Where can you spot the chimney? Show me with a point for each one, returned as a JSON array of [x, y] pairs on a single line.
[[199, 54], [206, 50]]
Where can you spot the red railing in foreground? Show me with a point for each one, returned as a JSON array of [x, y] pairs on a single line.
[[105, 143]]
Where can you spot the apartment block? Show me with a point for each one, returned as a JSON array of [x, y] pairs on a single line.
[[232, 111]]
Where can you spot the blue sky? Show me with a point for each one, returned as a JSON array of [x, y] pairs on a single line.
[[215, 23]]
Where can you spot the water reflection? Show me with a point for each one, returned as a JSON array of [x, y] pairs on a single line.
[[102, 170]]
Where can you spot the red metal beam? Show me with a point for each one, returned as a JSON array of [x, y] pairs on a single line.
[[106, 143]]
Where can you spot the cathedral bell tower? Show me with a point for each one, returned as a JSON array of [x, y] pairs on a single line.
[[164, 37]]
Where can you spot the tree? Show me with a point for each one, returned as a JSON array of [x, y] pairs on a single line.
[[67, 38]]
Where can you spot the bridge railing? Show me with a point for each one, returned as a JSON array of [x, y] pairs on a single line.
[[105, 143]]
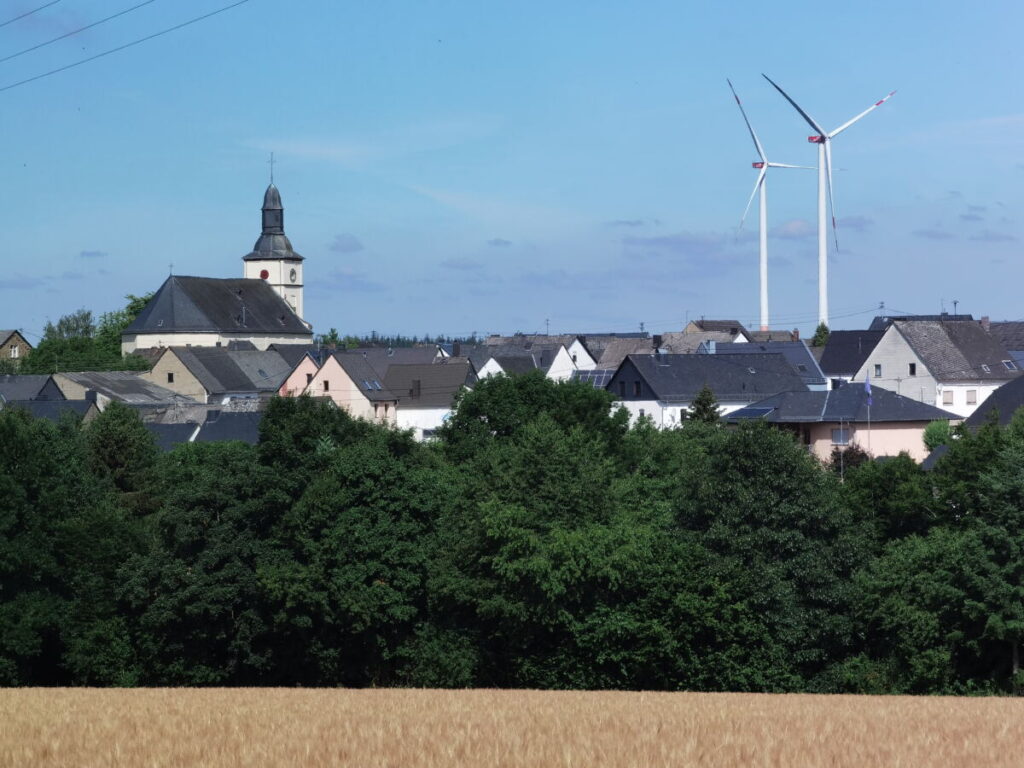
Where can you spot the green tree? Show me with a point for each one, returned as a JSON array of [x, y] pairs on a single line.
[[820, 335], [704, 408]]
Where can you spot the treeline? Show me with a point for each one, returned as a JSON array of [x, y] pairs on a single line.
[[540, 543]]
········
- Exercise goal:
Only the lines from the one holding "Where can you spot the green" through the end of the records should appear in the answer, each repeated exactly.

- Problem solution:
Where can you spot the green tree? Show me with a point for each one, returned as a JSON array of [x, y] pairs on a single line.
[[820, 335], [704, 408]]
Where can you spot the treeline? Show me with a point for each one, returned as a JSON array of [x, y] pairs on a single line.
[[540, 543]]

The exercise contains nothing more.